_Exercise goal_.
Take the line that contains "Target: sky" and every line after it in the material below, and quote them exactly.

_Dataset extract_.
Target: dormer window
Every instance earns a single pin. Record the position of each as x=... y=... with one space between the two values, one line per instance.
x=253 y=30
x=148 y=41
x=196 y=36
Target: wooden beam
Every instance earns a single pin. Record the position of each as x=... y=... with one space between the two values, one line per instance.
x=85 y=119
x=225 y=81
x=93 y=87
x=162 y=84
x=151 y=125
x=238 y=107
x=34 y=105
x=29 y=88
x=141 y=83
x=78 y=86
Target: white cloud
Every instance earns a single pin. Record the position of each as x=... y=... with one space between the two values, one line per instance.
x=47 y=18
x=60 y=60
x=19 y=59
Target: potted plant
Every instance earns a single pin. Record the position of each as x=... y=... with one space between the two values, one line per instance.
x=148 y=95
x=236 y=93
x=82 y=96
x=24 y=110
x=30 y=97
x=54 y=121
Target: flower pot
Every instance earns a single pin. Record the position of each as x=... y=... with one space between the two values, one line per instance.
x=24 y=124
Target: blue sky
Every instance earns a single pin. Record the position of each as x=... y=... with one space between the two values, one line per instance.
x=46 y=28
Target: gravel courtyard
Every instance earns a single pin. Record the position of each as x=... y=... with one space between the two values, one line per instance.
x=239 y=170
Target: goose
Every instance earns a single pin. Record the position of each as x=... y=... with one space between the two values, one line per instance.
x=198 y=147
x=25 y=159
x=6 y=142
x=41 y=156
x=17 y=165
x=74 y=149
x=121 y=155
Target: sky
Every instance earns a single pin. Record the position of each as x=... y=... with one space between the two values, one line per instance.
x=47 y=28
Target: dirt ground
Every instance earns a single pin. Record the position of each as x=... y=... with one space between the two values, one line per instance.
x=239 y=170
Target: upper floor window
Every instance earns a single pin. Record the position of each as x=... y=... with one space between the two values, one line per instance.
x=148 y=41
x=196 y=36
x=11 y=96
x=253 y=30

_Answer to this exercise_.
Target: sky
Every instance earns a single pin. Record the position of each as x=... y=... with one space between the two values, one line per instance.
x=47 y=28
Target: dirt ground
Every instance earns a single pin. Record the position of each as x=... y=... with one space between the two values, one line per instance.
x=239 y=170
Target: upper floor window
Every instance earns a single pin. Record the position of each as x=... y=... with one space between the two values, one line per instance.
x=148 y=41
x=196 y=36
x=11 y=96
x=253 y=30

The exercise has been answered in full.